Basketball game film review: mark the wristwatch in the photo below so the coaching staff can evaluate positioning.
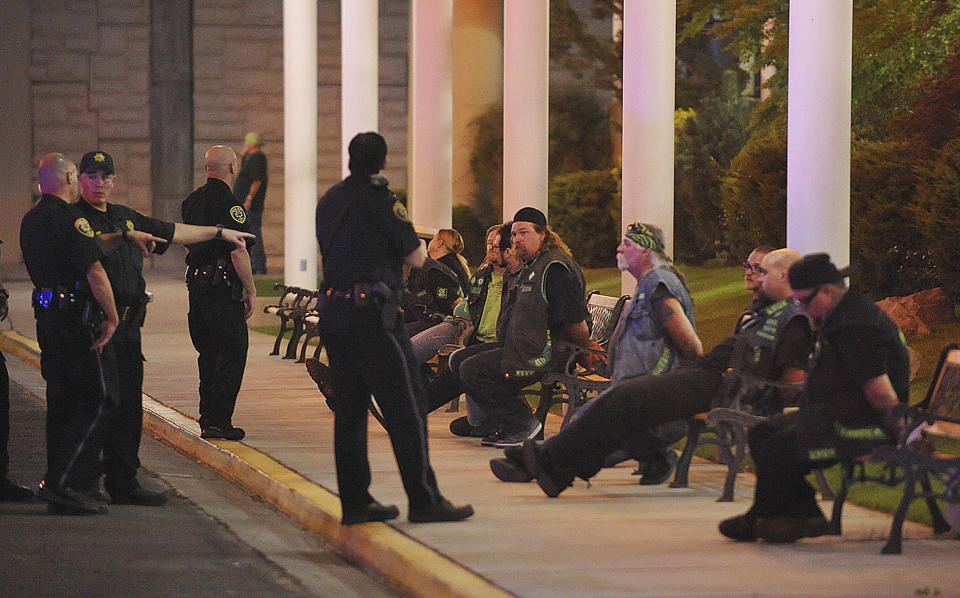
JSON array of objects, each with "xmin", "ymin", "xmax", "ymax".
[{"xmin": 216, "ymin": 224, "xmax": 223, "ymax": 238}]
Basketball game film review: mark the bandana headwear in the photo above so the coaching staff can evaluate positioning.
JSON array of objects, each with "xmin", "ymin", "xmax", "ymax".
[
  {"xmin": 625, "ymin": 222, "xmax": 665, "ymax": 254},
  {"xmin": 244, "ymin": 132, "xmax": 263, "ymax": 146}
]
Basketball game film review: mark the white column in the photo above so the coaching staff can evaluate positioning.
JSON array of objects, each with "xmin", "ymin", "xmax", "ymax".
[
  {"xmin": 786, "ymin": 1, "xmax": 852, "ymax": 267},
  {"xmin": 283, "ymin": 0, "xmax": 317, "ymax": 288},
  {"xmin": 341, "ymin": 0, "xmax": 379, "ymax": 178},
  {"xmin": 620, "ymin": 1, "xmax": 675, "ymax": 294},
  {"xmin": 408, "ymin": 0, "xmax": 453, "ymax": 230},
  {"xmin": 502, "ymin": 0, "xmax": 548, "ymax": 221}
]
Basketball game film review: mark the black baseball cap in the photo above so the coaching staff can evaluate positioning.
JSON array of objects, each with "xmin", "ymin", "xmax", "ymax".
[
  {"xmin": 788, "ymin": 253, "xmax": 846, "ymax": 290},
  {"xmin": 79, "ymin": 150, "xmax": 115, "ymax": 175}
]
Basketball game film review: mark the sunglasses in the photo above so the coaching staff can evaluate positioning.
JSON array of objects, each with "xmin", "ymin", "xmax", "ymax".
[
  {"xmin": 797, "ymin": 286, "xmax": 822, "ymax": 306},
  {"xmin": 742, "ymin": 262, "xmax": 762, "ymax": 272}
]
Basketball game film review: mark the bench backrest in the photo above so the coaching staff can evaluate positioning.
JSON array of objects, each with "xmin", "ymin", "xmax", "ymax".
[
  {"xmin": 921, "ymin": 343, "xmax": 960, "ymax": 437},
  {"xmin": 586, "ymin": 290, "xmax": 630, "ymax": 346}
]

### What the exercise asks
Write out the material exactly as it stands, omitting every picture.

### Response to this exercise
Basketball game film review: mark the wristwatch in the photo below so the coaching staff can evaluate positioning.
JSON array of objects, each with "xmin", "ymin", "xmax", "ymax".
[{"xmin": 216, "ymin": 224, "xmax": 223, "ymax": 238}]
Basketball game film review: mark the bandana headwear in the photo above so the coaching staff can evaluate positioning.
JSON array of objects, each with "xmin", "ymin", "xmax", "ymax".
[
  {"xmin": 625, "ymin": 222, "xmax": 665, "ymax": 254},
  {"xmin": 244, "ymin": 132, "xmax": 263, "ymax": 146}
]
Basketball game film review: mark the white column in the photo above so the coaching staff can evaluate positioning.
JSON array of objects, each with "xmin", "ymin", "xmax", "ymax".
[
  {"xmin": 786, "ymin": 1, "xmax": 852, "ymax": 267},
  {"xmin": 283, "ymin": 0, "xmax": 317, "ymax": 288},
  {"xmin": 341, "ymin": 0, "xmax": 379, "ymax": 178},
  {"xmin": 620, "ymin": 1, "xmax": 675, "ymax": 294},
  {"xmin": 408, "ymin": 0, "xmax": 453, "ymax": 230},
  {"xmin": 502, "ymin": 0, "xmax": 548, "ymax": 221}
]
Basketball game film review: mark the black baseball cap in the photo above so the coaching staff can evaluate positioning.
JSON array of objects, each with "xmin", "ymin", "xmax", "ymax".
[
  {"xmin": 788, "ymin": 253, "xmax": 846, "ymax": 290},
  {"xmin": 79, "ymin": 150, "xmax": 115, "ymax": 175}
]
Basketball game film review: mark the sunglasses in the photo above so the coaching staff can evaluate positioning.
JSON array of objects, each with "xmin", "ymin", "xmax", "ymax".
[
  {"xmin": 797, "ymin": 286, "xmax": 822, "ymax": 306},
  {"xmin": 742, "ymin": 262, "xmax": 762, "ymax": 272}
]
Basketball game film review: mark the bench backrest in the photo above so the coaching staff can evaluate positioning.
JSON array of objects, each with "xmin", "ymin", "xmax", "ymax".
[
  {"xmin": 921, "ymin": 343, "xmax": 960, "ymax": 437},
  {"xmin": 586, "ymin": 290, "xmax": 630, "ymax": 346}
]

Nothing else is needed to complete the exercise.